**Data for the task:**

>> START

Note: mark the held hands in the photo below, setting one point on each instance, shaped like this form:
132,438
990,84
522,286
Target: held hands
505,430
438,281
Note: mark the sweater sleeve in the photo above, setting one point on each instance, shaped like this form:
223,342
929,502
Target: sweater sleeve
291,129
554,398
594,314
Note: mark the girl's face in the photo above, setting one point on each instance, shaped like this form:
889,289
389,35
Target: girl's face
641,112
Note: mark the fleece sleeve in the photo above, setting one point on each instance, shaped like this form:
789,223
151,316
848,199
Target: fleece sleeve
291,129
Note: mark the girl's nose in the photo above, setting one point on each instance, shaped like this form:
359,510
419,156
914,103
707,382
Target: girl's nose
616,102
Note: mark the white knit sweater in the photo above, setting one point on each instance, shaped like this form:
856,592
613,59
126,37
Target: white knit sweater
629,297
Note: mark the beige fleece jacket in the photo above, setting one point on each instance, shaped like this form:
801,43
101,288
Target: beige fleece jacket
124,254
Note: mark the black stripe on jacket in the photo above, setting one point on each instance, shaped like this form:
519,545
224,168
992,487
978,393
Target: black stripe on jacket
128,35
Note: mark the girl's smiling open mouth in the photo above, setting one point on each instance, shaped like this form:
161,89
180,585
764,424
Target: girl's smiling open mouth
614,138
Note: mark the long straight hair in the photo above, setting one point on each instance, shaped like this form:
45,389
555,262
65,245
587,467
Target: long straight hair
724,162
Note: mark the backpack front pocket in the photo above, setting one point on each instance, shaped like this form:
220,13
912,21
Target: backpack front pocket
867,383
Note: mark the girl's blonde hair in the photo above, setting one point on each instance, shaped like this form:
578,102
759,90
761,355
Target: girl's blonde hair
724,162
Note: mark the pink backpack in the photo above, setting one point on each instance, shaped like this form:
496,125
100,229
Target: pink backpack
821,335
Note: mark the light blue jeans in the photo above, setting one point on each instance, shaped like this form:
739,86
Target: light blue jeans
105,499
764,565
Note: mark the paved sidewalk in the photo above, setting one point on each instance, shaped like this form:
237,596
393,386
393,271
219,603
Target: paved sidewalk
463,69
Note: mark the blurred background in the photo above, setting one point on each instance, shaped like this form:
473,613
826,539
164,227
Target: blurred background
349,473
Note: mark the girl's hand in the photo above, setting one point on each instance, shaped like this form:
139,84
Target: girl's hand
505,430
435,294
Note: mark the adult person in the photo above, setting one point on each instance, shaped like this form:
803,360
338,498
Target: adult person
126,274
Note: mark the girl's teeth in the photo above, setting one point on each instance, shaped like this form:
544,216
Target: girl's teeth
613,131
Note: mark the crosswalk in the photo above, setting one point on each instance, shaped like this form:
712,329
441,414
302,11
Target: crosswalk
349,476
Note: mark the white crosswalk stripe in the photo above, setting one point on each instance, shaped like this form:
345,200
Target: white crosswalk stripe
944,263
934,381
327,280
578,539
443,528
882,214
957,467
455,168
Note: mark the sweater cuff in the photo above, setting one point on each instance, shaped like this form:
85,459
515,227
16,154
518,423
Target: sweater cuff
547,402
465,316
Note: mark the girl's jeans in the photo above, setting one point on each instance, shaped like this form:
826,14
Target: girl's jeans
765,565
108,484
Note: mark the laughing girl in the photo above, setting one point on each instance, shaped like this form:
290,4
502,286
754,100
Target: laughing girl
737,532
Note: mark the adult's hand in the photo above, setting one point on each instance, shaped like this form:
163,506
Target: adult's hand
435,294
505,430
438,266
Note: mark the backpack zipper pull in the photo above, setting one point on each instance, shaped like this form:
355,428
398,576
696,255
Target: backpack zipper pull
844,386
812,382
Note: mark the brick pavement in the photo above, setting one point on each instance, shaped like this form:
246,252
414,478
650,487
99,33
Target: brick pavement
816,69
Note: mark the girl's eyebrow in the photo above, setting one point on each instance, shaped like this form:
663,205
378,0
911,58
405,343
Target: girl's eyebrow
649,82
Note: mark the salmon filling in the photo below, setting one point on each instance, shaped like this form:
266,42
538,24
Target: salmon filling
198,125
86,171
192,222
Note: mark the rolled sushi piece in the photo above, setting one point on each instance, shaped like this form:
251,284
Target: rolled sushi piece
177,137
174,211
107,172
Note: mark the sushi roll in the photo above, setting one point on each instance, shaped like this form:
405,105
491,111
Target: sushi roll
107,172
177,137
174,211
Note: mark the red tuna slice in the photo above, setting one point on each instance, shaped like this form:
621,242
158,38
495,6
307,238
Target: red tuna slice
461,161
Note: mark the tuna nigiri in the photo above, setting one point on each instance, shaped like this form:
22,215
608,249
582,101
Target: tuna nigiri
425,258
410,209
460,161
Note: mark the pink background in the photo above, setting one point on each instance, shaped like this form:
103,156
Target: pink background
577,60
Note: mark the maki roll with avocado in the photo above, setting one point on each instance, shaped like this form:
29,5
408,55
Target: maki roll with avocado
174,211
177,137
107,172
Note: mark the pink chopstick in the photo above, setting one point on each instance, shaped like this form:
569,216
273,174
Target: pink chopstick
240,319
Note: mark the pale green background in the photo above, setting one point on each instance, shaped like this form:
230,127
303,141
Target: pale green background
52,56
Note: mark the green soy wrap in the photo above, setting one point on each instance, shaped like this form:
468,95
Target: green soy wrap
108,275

>> END

**Given problem:**
Format the lines above as a JSON list of strings, with one string for each line and no entries for blank lines.

**Response:**
[
  "Note: mark the held hands in the photo below, setting one point on each instance, shaped like this form:",
  "132,438",
  "990,84",
  "522,286",
  "Target: held hands",
  "505,430",
  "438,281",
  "Note: mark the sweater sleeve in the photo above, setting one point on each instance, shaped like this form:",
  "223,342",
  "929,502",
  "Target: sweater sleeve",
  "291,129",
  "554,398",
  "594,314",
  "Note: mark the girl's face in the photo above, setting one point on each instance, shaped like this form:",
  "889,289",
  "389,35",
  "Target: girl's face",
  "641,112",
  "Note: mark the fleece sleeve in the photo above, setting one point on each instance, shaped like this form:",
  "789,223",
  "151,316",
  "848,199",
  "Target: fleece sleeve",
  "291,129",
  "Note: mark the girl's nose in the photo above, setting one point on each instance, shaped like this form:",
  "359,510",
  "419,156",
  "914,103",
  "707,382",
  "Target: girl's nose",
  "616,102",
  "Note: mark the white knit sweater in the photo above, setting one point on each instance, shaped like this form:",
  "856,592",
  "613,59",
  "126,37",
  "Target: white knit sweater",
  "629,297",
  "Note: mark the beige fleece jacket in the photo above, setting one point on each instance, shaped like this form:",
  "801,43",
  "101,288",
  "Target: beige fleece jacket",
  "124,254",
  "Note: mark the black stripe on jacket in the photo above, setting one point on each instance, shaped like this form:",
  "519,545",
  "224,168",
  "992,487",
  "978,393",
  "Target: black stripe on jacket",
  "128,35",
  "Note: mark the girl's smiling open mouth in the photo above, setting one point on each instance, shaped like this form:",
  "161,89",
  "180,585",
  "764,424",
  "Target: girl's smiling open mouth",
  "614,138",
  "Note: mark the long straight hair in the photo above, setting one point on each instance, shaped like this form:",
  "45,389",
  "555,262",
  "65,245",
  "587,467",
  "Target: long straight hair",
  "724,162",
  "Note: mark the backpack front pocket in the photo above, setting one point on each instance, shaped like this form:",
  "220,13",
  "912,21",
  "Target: backpack front pocket",
  "867,383",
  "Note: mark the girl's blonde hair in the photo above, setting one point on each instance, shaped like this form:",
  "578,102",
  "759,90",
  "761,355",
  "Target: girl's blonde hair",
  "724,162",
  "Note: mark the pink backpack in the photo above, setting one point on each instance, shaped like this form:",
  "496,125",
  "100,229",
  "Target: pink backpack",
  "821,335",
  "Note: mark the light blue jeans in the photo above, setting one point on each instance, shaped like this form:",
  "739,86",
  "Target: light blue jeans",
  "105,499",
  "764,565",
  "Note: mark the paved sidewalk in the photo above, setting one point on each instance, shaped like this form:",
  "237,596",
  "393,386",
  "393,271",
  "219,603",
  "Target: paved sidewalk",
  "463,69",
  "Note: mark the blurred background in the photo above, setting one point on each instance, shaped like this form:",
  "473,613",
  "826,539",
  "164,227",
  "Target: blurred background",
  "349,473",
  "Note: mark the girl's hand in the photo above, setting one point on each instance, shaped like this form:",
  "139,84",
  "Target: girl's hand",
  "505,430",
  "435,294",
  "Note: mark the adult person in the photo above, setting one point on each instance, shaped like this form:",
  "803,360",
  "338,498",
  "Target: adult person",
  "126,274",
  "Note: mark the girl's teeth in the photo above, setting one point on each instance, shaped like this form:",
  "544,216",
  "Target: girl's teeth",
  "613,131",
  "Note: mark the crosswalk in the photo above, setting one point on each instance, shaped like this form:",
  "712,329",
  "441,414",
  "302,11",
  "Target: crosswalk",
  "349,476",
  "Note: mark the white crosswalk stripe in the photo above, setting one point on each instance, shaped like this form:",
  "345,200",
  "Target: white crosswalk stripe",
  "944,263",
  "934,381",
  "327,280",
  "578,539",
  "443,528",
  "882,214",
  "957,467",
  "455,168",
  "Note: mark the sweater cuff in the photo above, setting one point on each instance, shaped like this form:",
  "85,459",
  "515,227",
  "16,154",
  "518,423",
  "Target: sweater cuff",
  "547,402",
  "465,316",
  "Note: mark the girl's jeans in the photo above, setting one point on each instance, shaped like this form:",
  "826,14",
  "Target: girl's jeans",
  "765,565",
  "108,484",
  "Note: mark the laughing girl in the photo above, setting one point on each instance, shaped like this form:",
  "290,4",
  "502,286",
  "754,100",
  "Target: laughing girl",
  "737,532",
  "Note: mark the adult's hand in the photo above, setting one point on each instance, shaped like this form:",
  "163,506",
  "Target: adult's hand",
  "435,294",
  "505,430",
  "438,266",
  "Note: mark the backpack zipper pull in the photo above, setting one point on each instance, shaped like this form:",
  "355,428",
  "398,576",
  "696,255",
  "Target: backpack zipper pull",
  "844,386",
  "812,382",
  "Note: mark the brick pavement in the photo above, setting one point on each instance, shaped like this form:",
  "246,252",
  "414,478",
  "650,487",
  "99,33",
  "Target: brick pavement",
  "816,69",
  "Note: mark the girl's eyebrow in the photo above, setting one point on each instance, shaped like this form:",
  "663,205",
  "378,0",
  "911,58",
  "405,343",
  "Target: girl's eyebrow",
  "649,82",
  "Note: mark the salmon filling in the photo below, setting one point on each instance, shaped like this form:",
  "266,42",
  "538,24",
  "Target: salmon filling",
  "198,125",
  "86,171",
  "192,222",
  "Note: mark the rolled sushi piece in the photo above, setting one point on each instance, shaped like this form:",
  "251,284",
  "Target: rolled sushi piece",
  "177,137",
  "174,211",
  "107,172",
  "Note: mark the sushi roll in the photo above, setting one point on each instance, shaped like this form:",
  "405,105",
  "491,111",
  "Target: sushi roll",
  "107,172",
  "177,137",
  "174,211",
  "Note: mark the red tuna slice in the photo above, setting one point on each instance, shaped like this form:",
  "621,242",
  "158,38",
  "495,6",
  "307,238",
  "Target: red tuna slice",
  "461,161",
  "Note: mark the tuna nigiri in the photo above, setting one point on each instance, shaped like this form:",
  "22,215",
  "608,249",
  "582,101",
  "Target: tuna nigiri",
  "425,258",
  "410,209",
  "460,161",
  "Note: mark the pink background in the photo above, setting one point on each instance, shaped like this form:",
  "103,156",
  "Target: pink background",
  "577,60",
  "Note: mark the maki roll with avocado in the photo above, setting one point on each instance, shaped like this form:",
  "29,5",
  "408,55",
  "Target: maki roll with avocado",
  "174,211",
  "177,137",
  "107,172",
  "Note: mark the pink chopstick in the photo above, setting one point on each instance, shaped like this form:",
  "569,216",
  "273,174",
  "Target: pink chopstick",
  "240,319",
  "Note: mark the pale green background in the photo above, setting one point on each instance, shaped like this form:",
  "230,127",
  "303,141",
  "Target: pale green background",
  "52,56",
  "Note: mark the green soy wrap in the photo above, setting one point on each instance, shaped like this form:",
  "468,95",
  "Target: green soy wrap",
  "108,275"
]